**Directive:** Transcribe all of the material exactly. Any picture in it should be left out.

**The records:**
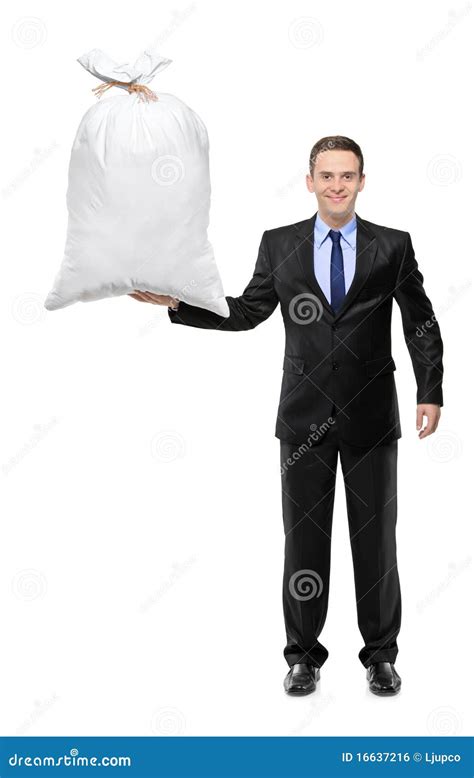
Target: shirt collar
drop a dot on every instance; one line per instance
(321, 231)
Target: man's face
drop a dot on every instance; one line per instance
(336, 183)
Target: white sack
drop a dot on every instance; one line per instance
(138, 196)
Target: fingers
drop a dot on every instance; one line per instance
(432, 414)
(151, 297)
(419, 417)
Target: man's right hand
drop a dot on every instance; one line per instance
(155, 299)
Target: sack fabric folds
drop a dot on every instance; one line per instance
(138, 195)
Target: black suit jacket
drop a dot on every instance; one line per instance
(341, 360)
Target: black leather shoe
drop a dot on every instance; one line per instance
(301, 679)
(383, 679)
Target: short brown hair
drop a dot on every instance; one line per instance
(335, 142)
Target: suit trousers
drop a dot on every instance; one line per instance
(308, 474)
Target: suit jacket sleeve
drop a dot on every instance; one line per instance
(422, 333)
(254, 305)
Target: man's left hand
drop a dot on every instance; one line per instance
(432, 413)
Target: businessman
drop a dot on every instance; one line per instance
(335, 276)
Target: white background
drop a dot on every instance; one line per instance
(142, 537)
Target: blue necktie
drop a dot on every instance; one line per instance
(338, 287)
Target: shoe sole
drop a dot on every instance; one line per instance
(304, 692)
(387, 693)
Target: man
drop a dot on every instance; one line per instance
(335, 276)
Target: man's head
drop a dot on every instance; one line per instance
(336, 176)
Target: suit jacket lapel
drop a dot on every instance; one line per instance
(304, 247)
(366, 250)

**Solution for this task:**
Target: shirt collar
drop a dot on every instance; one line per instance
(321, 231)
Target: man's face
drop a dot on every instance; one line per instance
(336, 183)
Target: white sack
drop a dot on every instance; one line per instance
(138, 196)
Target: fingers
drop a dot on every instance; one line per instance
(432, 414)
(151, 297)
(419, 417)
Target: man's right hand
drop a dot on every instance; one line per instance
(155, 299)
Target: sack fabric folds
drop a dot on every instance; one line per instance
(138, 195)
Target: black suit jacket
drop a dot on every instance; one line per instance
(341, 360)
Target: black leather shoe
drop a dot on every instance; one line per instance
(301, 679)
(383, 679)
Target: short brown hair
drop a dot on every instance; one line per instance
(335, 142)
Target: suit trousers
drop a dot on every instance; one line per instance
(308, 474)
Target: suit jacket sleeve
drop a dot on every instance; one line per instance
(422, 333)
(254, 305)
Target: man's left hand
drop a dot on every instance; one line per instance
(432, 413)
Target: businessman
drop a dot on every instance; one line per instance
(335, 276)
Target: white background
drop a dot on every instance; one line per instance
(142, 537)
Target: blue necktie
drop a dot on every instance; one line per instance
(338, 287)
Target: shoe sole
drop a dot on every instance; one line per instance
(304, 692)
(387, 693)
Target: man
drop a dot on every instance; one line per instance
(335, 276)
Target: man's head
drop a dot on every instance; one line per instance
(336, 176)
Target: suit jacket lapel
drop a dot on every instance; one line per instance
(304, 247)
(366, 250)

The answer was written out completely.